--- Reading text Enclosed Below ---

Wednesday, February 21, 2007

Bay Area Luxury Housing Hot

In the $1 million-plus market: `plenty of buyers,' not enough houses

Bay Area luxury-home prices were up 1.5 percent in the fourth quarter of 2006 compared with a year earlier. However, they dropped 1.5 percent from the previous three months, according to a report released today by First Republic Bank.

According to the banks' Prestige Home Index, the average price of a luxury home was $2.92 million -- or, to put it simply, a lot more than most of us can afford. The banks' survey considers home prices in the Bay Area's ritzier communities, specifically: Alamo, Atherton, Belvedere, Danville, Healdsburg, Hillsborough, Lafayette, Los Altos, Los Gatos, Mill Valley, Moraga, Orinda, Palo Alto, Piedmont, Portola Valley, Ross, St. Helena, San Francisco, Saratoga, Sonoma, Tiburon and Woodside.

Luxury homes are defined as those with at least 3,000 square feet, three to six bedrooms, and three to six bathrooms. And if it's worth less than $1 million, it doesn't make the cut.

--- End of Enclosed Reading text ---
--- Exercise data Enclosed Below ---

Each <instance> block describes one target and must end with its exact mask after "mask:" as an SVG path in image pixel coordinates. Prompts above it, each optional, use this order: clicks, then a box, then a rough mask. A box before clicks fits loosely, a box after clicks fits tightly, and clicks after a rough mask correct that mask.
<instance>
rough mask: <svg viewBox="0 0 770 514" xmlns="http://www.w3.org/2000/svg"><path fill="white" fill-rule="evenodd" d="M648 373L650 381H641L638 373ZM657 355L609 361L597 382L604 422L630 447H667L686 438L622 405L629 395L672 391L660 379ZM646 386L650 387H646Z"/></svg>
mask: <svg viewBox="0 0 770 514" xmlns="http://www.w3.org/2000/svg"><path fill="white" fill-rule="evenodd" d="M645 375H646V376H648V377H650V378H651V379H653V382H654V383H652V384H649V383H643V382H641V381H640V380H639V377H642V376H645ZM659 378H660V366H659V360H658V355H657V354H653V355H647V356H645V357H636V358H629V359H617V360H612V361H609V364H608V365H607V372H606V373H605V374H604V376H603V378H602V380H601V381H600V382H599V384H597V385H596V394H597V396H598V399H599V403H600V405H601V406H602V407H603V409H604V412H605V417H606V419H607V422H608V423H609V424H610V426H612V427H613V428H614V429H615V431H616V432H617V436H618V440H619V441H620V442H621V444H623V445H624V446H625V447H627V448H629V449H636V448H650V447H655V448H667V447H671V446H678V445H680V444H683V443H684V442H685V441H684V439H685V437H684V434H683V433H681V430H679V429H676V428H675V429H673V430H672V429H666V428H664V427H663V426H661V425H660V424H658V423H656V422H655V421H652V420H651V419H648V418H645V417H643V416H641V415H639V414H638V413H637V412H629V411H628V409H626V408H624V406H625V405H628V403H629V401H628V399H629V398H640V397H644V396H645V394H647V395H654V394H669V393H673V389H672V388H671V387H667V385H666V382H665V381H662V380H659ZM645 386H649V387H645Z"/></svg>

--- End of Enclosed Exercise data ---

Please transcribe the passage of the Bay Area luxury housing article starting at "Luxury homes are" and ending at "make the cut.".

Luxury homes are defined as those with at least 3,000 square feet, three to six bedrooms, and three to six bathrooms. And if it's worth less than $1 million, it doesn't make the cut.